┌─ Source text

Chickpea, Spinach & Herb Stew Recipe

I recently made this chickpea, spinach, and herb stew, and honestly, it felt like a warm hug in a bowl. The combination of tender chickpeas, fresh greens, and aromatic herbs created something truly comforting
Total Time 35 minutes
Servings: 4

Ingredients
  

  • 2 cups cooked chickpeas or canned, drained – Soft chickpeas absorb flavor better; rinse canned ones well.
  • 2 cups fresh spinach – Fresh gives a brighter taste; avoid frozen for best texture.
  • 1 medium onion finely chopped – Builds a sweet, savory base when sautéed properly.
  • 3 cloves garlic minced – Fresh garlic enhances aroma more than pre-minced.
  • 2 tablespoons olive oil – Use good quality for richer flavor.
  • 1 teaspoon ground cumin – Adds warmth and depth.
  • 1 teaspoon paprika – Gives mild smokiness and color.
  • 4 cups vegetable broth – A flavorful broth makes a big difference.
  • 1 tablespoon lemon juice – Brightens the stew at the end.
  • ¼ cup fresh herbs parsley, cilantro, or dill – Fresh herbs elevate the entire dish.
  • Salt and black pepper to taste – Always adjust at the end.

Method
 

  1. Start by chopping the onion, garlic, and fresh herbs. Rinse and drain the chickpeas if using canned ones. Having everything ready helps you cook without rushing or missing steps.
  2. Heat olive oil in a pot over medium heat. Add onions and cook until soft and slightly golden. Stir in garlic and cook briefly until fragrant but not burnt.
  3. Sprinkle cumin and paprika into the pot. Stir well so the spices coat the onions evenly. This step releases their aroma and deepens the flavor.
  4. Pour in the chickpeas and vegetable broth. Stir everything together and bring it to a gentle simmer. Let it cook so the flavors blend nicely.
  5. Add fresh spinach to the simmering stew. Stir until it wilts down completely. This usually takes just a couple of minutes.

└─

** Given exercise **
Answer these questions about the stew recipe:
(a) How many servings does it make?
(b) How much vegetable broth does it call for?
(c) In the method, how long should the onions cook in the olive oil?

┌─ Data lines

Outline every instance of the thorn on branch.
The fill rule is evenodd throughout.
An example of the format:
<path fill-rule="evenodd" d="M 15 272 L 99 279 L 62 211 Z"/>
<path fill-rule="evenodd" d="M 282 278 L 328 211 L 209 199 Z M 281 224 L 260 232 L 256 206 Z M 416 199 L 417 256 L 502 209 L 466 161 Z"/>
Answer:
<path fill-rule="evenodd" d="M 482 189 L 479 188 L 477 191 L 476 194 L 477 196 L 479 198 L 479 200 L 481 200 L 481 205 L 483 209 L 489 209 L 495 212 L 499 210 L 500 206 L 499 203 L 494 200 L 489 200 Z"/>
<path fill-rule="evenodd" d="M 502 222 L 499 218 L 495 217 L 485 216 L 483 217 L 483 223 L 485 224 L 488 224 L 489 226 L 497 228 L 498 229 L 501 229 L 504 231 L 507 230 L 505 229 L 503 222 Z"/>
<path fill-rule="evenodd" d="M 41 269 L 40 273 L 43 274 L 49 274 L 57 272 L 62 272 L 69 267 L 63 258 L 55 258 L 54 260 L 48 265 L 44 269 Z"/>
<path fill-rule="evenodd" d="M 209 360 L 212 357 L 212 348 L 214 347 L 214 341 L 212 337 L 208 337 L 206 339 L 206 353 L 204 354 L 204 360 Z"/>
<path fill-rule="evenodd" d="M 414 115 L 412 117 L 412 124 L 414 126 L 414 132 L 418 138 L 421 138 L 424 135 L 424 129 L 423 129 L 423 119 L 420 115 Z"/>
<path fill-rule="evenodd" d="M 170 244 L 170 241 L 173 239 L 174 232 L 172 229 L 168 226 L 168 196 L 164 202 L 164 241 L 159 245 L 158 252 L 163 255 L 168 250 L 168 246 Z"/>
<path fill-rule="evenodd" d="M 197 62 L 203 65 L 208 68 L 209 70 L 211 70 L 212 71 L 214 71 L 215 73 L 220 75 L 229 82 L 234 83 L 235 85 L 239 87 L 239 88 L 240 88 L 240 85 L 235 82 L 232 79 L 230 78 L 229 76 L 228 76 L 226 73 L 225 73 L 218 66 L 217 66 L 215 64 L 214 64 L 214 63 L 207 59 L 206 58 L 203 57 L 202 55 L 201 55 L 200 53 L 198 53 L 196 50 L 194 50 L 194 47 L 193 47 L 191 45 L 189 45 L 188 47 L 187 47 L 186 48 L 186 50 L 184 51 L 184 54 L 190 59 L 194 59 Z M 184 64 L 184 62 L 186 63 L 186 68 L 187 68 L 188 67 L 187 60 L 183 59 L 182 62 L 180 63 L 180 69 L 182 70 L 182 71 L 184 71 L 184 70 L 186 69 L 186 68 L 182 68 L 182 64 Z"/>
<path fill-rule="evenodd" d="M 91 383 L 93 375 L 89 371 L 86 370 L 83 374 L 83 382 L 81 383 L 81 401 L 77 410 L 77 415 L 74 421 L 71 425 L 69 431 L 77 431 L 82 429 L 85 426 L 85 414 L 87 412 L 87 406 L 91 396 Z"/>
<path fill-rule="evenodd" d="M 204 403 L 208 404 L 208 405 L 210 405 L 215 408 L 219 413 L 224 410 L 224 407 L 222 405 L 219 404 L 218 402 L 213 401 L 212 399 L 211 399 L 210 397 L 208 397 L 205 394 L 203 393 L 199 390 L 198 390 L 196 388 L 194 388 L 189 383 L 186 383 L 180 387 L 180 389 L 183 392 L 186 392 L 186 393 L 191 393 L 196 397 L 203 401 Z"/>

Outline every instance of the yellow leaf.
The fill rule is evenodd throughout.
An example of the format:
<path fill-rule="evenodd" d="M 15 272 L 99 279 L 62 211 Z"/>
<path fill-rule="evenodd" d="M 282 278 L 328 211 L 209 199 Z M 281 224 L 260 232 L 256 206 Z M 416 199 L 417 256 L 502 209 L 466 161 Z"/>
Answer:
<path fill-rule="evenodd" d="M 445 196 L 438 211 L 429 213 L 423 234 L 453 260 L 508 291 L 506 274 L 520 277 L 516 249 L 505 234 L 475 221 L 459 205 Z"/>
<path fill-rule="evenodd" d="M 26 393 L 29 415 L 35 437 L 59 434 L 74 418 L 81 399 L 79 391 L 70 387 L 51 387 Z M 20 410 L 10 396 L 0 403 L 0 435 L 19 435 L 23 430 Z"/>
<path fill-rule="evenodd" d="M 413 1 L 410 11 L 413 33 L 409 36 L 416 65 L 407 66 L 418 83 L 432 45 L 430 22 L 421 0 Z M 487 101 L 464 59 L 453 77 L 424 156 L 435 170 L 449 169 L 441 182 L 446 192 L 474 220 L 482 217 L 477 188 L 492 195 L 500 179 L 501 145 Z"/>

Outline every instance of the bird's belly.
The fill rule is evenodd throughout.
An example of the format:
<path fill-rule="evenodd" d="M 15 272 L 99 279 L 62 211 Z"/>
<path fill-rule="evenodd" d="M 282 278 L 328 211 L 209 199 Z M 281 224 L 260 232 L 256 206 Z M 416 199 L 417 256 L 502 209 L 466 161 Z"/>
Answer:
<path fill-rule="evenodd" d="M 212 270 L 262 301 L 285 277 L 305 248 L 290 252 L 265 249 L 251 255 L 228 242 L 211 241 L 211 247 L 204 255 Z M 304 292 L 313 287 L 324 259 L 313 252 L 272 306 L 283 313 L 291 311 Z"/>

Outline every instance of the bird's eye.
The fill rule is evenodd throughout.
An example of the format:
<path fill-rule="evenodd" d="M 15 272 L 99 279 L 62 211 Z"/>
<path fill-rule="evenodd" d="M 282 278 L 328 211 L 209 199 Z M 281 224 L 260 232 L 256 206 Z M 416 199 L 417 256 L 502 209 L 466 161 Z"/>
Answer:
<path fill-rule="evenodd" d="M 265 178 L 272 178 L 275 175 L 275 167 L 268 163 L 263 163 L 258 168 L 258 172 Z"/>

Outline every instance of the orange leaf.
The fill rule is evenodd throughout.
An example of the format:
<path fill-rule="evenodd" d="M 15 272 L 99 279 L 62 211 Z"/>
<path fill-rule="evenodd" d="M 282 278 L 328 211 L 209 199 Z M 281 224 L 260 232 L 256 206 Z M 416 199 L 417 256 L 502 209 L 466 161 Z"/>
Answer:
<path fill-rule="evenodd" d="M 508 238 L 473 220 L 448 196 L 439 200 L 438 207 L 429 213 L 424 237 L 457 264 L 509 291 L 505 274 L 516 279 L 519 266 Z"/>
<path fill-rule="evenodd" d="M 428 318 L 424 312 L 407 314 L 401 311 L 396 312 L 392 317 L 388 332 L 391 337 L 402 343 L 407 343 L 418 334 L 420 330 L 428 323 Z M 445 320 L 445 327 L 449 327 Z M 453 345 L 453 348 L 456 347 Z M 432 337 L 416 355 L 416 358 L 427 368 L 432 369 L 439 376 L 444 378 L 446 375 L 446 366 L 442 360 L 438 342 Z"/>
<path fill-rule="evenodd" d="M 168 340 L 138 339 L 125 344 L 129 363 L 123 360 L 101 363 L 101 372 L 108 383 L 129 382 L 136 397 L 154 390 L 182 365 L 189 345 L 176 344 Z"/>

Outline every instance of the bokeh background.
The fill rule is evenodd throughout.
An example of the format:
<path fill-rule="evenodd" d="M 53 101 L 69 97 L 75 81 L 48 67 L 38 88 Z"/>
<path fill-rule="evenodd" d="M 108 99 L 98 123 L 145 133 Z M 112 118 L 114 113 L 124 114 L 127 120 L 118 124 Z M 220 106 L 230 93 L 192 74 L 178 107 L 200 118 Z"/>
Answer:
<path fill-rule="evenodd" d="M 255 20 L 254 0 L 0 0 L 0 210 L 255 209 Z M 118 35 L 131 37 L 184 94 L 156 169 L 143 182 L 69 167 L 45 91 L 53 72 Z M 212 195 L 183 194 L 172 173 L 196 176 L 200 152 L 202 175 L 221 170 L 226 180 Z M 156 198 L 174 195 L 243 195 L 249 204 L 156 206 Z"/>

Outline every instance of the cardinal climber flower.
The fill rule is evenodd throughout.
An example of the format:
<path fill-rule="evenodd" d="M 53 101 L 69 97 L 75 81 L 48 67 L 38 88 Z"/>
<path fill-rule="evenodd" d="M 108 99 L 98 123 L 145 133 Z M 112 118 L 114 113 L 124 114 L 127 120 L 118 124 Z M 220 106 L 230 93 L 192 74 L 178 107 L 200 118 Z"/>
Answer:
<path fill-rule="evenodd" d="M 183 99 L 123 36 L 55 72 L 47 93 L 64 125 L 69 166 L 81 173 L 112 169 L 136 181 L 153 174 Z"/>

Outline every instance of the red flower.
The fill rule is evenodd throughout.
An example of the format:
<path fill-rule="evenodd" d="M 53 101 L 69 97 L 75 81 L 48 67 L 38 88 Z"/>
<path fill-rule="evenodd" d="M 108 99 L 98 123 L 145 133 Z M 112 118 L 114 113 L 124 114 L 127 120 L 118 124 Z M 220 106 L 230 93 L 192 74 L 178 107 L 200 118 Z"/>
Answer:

└─

** Task output **
(a) 4 servings.
(b) 4 cups.
(c) Until they are soft and slightly golden.